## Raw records
════

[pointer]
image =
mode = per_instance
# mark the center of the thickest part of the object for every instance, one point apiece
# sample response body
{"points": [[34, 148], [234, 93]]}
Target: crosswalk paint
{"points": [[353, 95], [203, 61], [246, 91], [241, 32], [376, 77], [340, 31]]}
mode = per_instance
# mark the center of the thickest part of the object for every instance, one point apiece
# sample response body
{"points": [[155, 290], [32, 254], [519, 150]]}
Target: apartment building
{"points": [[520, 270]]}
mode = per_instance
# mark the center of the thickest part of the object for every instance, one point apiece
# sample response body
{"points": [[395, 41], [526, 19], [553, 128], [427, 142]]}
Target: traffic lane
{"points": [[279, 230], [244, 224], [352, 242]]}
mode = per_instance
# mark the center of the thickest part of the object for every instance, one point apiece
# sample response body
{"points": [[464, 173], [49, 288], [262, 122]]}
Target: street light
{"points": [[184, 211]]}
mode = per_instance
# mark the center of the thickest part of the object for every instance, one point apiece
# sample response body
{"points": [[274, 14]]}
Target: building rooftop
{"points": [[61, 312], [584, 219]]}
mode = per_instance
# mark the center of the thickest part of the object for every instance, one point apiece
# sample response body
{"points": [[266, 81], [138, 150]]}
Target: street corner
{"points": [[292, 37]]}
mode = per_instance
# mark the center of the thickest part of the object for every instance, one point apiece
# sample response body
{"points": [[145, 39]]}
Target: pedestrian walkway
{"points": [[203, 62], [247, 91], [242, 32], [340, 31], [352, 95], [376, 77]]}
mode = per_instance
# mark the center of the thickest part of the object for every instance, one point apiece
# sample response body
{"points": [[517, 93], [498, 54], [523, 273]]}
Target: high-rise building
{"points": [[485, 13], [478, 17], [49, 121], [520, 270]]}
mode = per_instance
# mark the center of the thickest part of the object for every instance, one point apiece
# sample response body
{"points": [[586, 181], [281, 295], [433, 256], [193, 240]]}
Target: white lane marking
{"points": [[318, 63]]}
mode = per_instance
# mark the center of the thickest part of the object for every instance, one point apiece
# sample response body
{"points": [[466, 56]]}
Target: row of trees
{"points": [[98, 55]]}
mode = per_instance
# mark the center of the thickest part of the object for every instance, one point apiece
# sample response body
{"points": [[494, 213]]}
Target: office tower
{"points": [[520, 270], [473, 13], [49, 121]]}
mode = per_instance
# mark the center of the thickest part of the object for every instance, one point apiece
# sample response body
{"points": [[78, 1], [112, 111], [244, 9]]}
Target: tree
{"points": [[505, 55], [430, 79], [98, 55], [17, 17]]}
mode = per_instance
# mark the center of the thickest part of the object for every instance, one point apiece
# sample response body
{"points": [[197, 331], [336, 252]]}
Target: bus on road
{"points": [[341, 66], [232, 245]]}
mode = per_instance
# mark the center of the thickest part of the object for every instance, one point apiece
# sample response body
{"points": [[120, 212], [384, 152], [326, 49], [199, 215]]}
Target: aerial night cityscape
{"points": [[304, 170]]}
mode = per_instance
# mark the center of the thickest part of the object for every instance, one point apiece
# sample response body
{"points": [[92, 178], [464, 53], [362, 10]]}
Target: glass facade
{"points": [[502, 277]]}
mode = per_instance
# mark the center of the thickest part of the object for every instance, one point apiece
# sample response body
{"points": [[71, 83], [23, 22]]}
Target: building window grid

════

## Task directions
Copy out all of the lines above exactly.

## Written response
[pointer]
image =
mode = per_instance
# mark the center of the thickest part of the object for every instance, one point apiece
# sample response body
{"points": [[34, 148], [234, 93]]}
Target: crosswalk paint
{"points": [[353, 95], [203, 61], [246, 91], [241, 32], [376, 77], [340, 31]]}
mode = per_instance
# mark the center of the thickest part of the object for every instance, one point apiece
# sample response body
{"points": [[155, 290], [32, 254], [519, 150]]}
Target: apartment building
{"points": [[520, 270]]}
mode = per_instance
# mark the center of the thickest part of the object for every instance, one point apiece
# sample response body
{"points": [[395, 41], [526, 19], [553, 128], [427, 142]]}
Target: traffic lane
{"points": [[279, 230], [244, 224], [352, 242]]}
mode = per_instance
# mark the center of the thickest part of the object for every instance, one point apiece
# sample response body
{"points": [[464, 173], [49, 288], [262, 122]]}
Target: street light
{"points": [[184, 211]]}
mode = per_instance
# mark the center of the thickest part of the object for every instance, one point apiece
# sample response body
{"points": [[274, 14]]}
Target: building rooftop
{"points": [[61, 312], [584, 219]]}
mode = per_instance
# mark the center of the thickest part of the object for every instance, one point apiece
# sample response body
{"points": [[266, 81], [138, 150]]}
Target: street corner
{"points": [[292, 37]]}
mode = per_instance
# mark the center of the thickest part of the object for every instance, one point apiece
# sample response body
{"points": [[145, 39]]}
Target: pedestrian walkway
{"points": [[203, 62], [247, 91], [242, 32], [340, 31], [352, 95], [376, 77]]}
mode = per_instance
# mark the center of the thickest part of the object for every instance, one point apiece
# sample response body
{"points": [[517, 93], [498, 54], [523, 273]]}
Target: high-rise building
{"points": [[485, 13], [478, 17], [49, 121], [520, 270]]}
mode = per_instance
# mark the center of the thickest part of the object for every instance, one point apiece
# sample response body
{"points": [[586, 181], [281, 295], [433, 256], [193, 240]]}
Target: white lane marking
{"points": [[318, 63]]}
mode = per_instance
# mark the center of the thickest part of the object for every instance, one point apiece
# sample response body
{"points": [[466, 56]]}
Target: row of trees
{"points": [[98, 55]]}
mode = per_instance
# mark the center of the thickest part of the object for every instance, one point apiece
# sample response body
{"points": [[494, 213]]}
Target: office tower
{"points": [[520, 270], [473, 13], [49, 121]]}
mode = per_instance
# mark the center of the thickest part of the object for every instance, one point apiece
# sample response body
{"points": [[78, 1], [112, 111], [244, 9]]}
Target: tree
{"points": [[505, 55], [430, 79], [98, 55], [17, 17]]}
mode = per_instance
# mark the center of the thickest part of the object for every instance, one point apiece
# sample response body
{"points": [[197, 331], [336, 252]]}
Target: bus on road
{"points": [[341, 66], [232, 245]]}
mode = per_instance
# mark the center of the thickest part of the object for every instance, one point apiece
# sample response body
{"points": [[120, 212], [384, 152], [326, 49], [199, 215]]}
Target: aerial night cityscape
{"points": [[304, 170]]}
mode = per_instance
# mark the center of the thickest part of the object for every instance, one point apiece
# sample response body
{"points": [[92, 178], [464, 53], [362, 10]]}
Target: glass facade
{"points": [[502, 277]]}
mode = per_instance
# mark the center of the thickest part of the object for every instance, one point apiece
# sample response body
{"points": [[71, 83], [23, 22]]}
Target: building window grid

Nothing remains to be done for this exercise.